**EXTRACT PROVIDED:**
════════════════
A: Provided the kitchen is replaced with a similar standard kitchen and does the same job as before, then this is a repair and the expenditure is allowable. If the kitchen is substantially improved, for example if standard units are replaced by expensive high quality materials or the layout is significantly changed, then the expenditure would be capital. You can find further information via these links: Income tax when you rent out a property: working out your rental income and Property income manual 2020.

Q: I have replaced the old boiler in my property. The gas fitter has told me he has to fit a condensing boiler. Is this a repair or an improvement?

A: As long as the new boiler is the closest equivalent in capability, then the replacement boiler will be a revenue repair. It is important to look at the position when the work is carried out. As technology and industry practice change over time, there will be changes in what amounts to simply repairing the asset. Something that was seen as an improvement ten years ago may now be the industry standard for that type of work, for example due to changes in building/safety regulations. Further information can be found at:
Income tax when you rent out a property: working out your rental income
and Business income manual 46920 and Business income manual 46925.

Q: Is the replacement of wooden windows with UPVC an allowable expense?

A: At one time, replacing single glazed windows with double-glazing was an improvement. Over time, double-glazing became the industry norm. This meant that replacing single glazing with double-glazing ceased to be an improvement, and capital expenditure, and became allowable expenditure for tax purposes as it was simply replacing like with currently available like. There is further guidance here: Business income manual 46925.

Q: Now that the wear and tear allowance has been replaced, does that mean that I can claim the cost of white goods, furniture, carpets etc?
════════════════
**SOURCE MATERIAL:**
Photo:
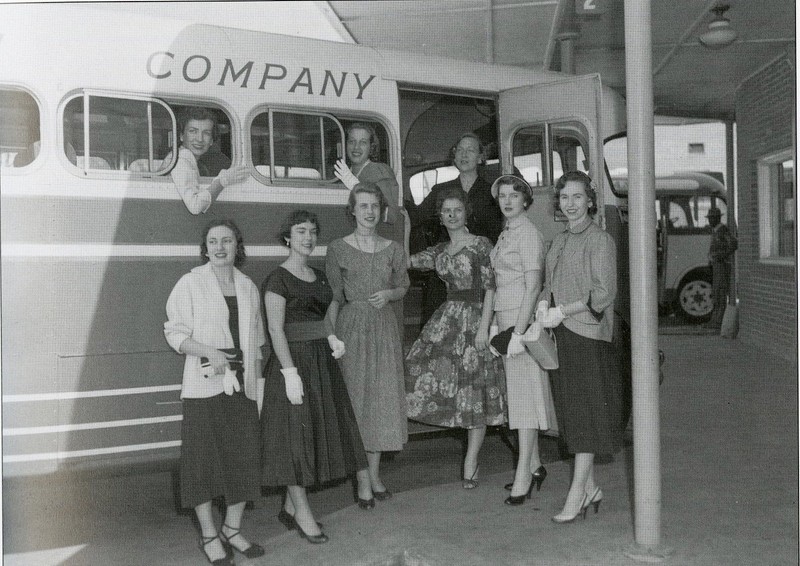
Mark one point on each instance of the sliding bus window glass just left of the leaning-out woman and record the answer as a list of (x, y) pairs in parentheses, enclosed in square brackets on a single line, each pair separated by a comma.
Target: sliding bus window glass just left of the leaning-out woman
[(122, 134)]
════════════════
**EXERCISE OBJECTIVE:**
According to the rental property tax guidance, what makes replacing a boiler with a new one a revenue repair?

**TASK OUTPUT:**
The new boiler being the closest equivalent in capability.